* **Task to complete**
Reproduce the records from their beginning through the line containing "point(459, 364)", inclusive, substituting "exercise" for every occurrence of "challenge" and leaving all else unchanged. Omit the pictures from the reproduction.
* start Material to process *
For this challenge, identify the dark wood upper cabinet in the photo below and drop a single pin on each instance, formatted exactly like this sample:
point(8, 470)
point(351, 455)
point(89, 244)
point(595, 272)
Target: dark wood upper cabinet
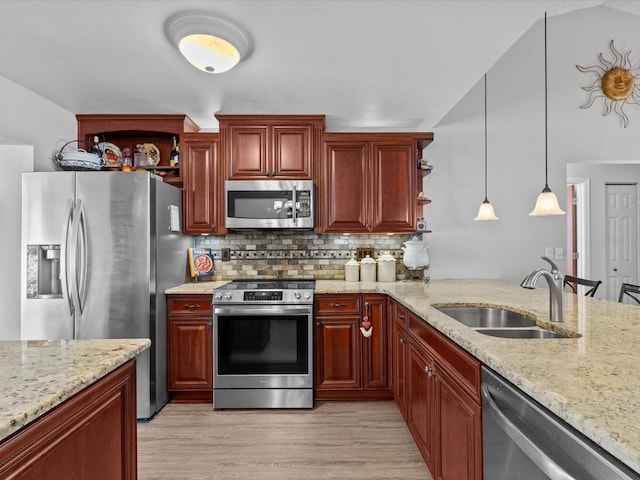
point(369, 182)
point(259, 147)
point(203, 186)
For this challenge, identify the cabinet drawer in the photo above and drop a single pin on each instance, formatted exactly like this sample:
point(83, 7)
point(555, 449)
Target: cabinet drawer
point(189, 304)
point(332, 304)
point(459, 364)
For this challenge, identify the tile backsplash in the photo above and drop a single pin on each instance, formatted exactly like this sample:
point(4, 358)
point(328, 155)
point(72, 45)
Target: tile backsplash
point(294, 254)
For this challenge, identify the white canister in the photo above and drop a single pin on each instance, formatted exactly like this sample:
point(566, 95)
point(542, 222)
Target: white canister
point(386, 268)
point(352, 270)
point(368, 269)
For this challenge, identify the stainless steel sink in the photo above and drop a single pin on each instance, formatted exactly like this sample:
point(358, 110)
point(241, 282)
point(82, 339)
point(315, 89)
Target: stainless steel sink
point(499, 322)
point(525, 332)
point(488, 317)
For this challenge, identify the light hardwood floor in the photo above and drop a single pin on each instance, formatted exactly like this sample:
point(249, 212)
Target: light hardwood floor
point(335, 440)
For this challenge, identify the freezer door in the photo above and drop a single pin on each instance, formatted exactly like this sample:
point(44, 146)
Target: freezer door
point(47, 199)
point(113, 255)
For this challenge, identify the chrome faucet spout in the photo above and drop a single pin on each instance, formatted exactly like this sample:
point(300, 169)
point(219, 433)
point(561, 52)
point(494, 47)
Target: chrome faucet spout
point(554, 279)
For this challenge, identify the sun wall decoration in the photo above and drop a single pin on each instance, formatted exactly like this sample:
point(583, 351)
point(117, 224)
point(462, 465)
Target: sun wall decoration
point(617, 83)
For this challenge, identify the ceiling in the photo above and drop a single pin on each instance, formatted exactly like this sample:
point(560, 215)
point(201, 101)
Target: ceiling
point(385, 64)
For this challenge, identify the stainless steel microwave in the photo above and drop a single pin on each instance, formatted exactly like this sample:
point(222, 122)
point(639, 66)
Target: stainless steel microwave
point(266, 204)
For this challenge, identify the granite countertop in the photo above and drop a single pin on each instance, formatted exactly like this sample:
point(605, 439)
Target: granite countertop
point(591, 381)
point(38, 375)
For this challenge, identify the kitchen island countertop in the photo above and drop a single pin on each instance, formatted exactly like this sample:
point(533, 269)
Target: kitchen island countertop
point(38, 375)
point(592, 381)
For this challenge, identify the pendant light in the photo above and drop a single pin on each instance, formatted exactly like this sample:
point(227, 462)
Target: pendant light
point(547, 202)
point(485, 212)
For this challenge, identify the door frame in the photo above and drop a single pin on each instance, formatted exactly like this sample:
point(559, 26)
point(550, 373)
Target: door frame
point(581, 225)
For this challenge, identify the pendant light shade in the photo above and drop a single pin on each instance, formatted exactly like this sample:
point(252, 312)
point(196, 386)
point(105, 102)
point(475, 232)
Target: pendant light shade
point(485, 212)
point(547, 202)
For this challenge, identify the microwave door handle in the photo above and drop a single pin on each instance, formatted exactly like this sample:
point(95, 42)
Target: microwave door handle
point(528, 447)
point(294, 208)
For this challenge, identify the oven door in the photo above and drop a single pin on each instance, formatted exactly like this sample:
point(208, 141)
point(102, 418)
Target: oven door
point(263, 346)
* end Material to process *
* **Expected output**
For this exercise, identify the dark wood upper cabinet in the photo below and drop a single pin on each instance, formatted exactly like this sample:
point(8, 470)
point(351, 455)
point(89, 244)
point(595, 272)
Target: dark wood upper cabinet
point(369, 182)
point(259, 147)
point(203, 186)
For this exercise, identify the cabinet drawer in the photo above and drop a single pin on each instance, formatted exactly like this sample:
point(83, 7)
point(555, 449)
Target: cabinet drawer
point(189, 304)
point(332, 304)
point(459, 364)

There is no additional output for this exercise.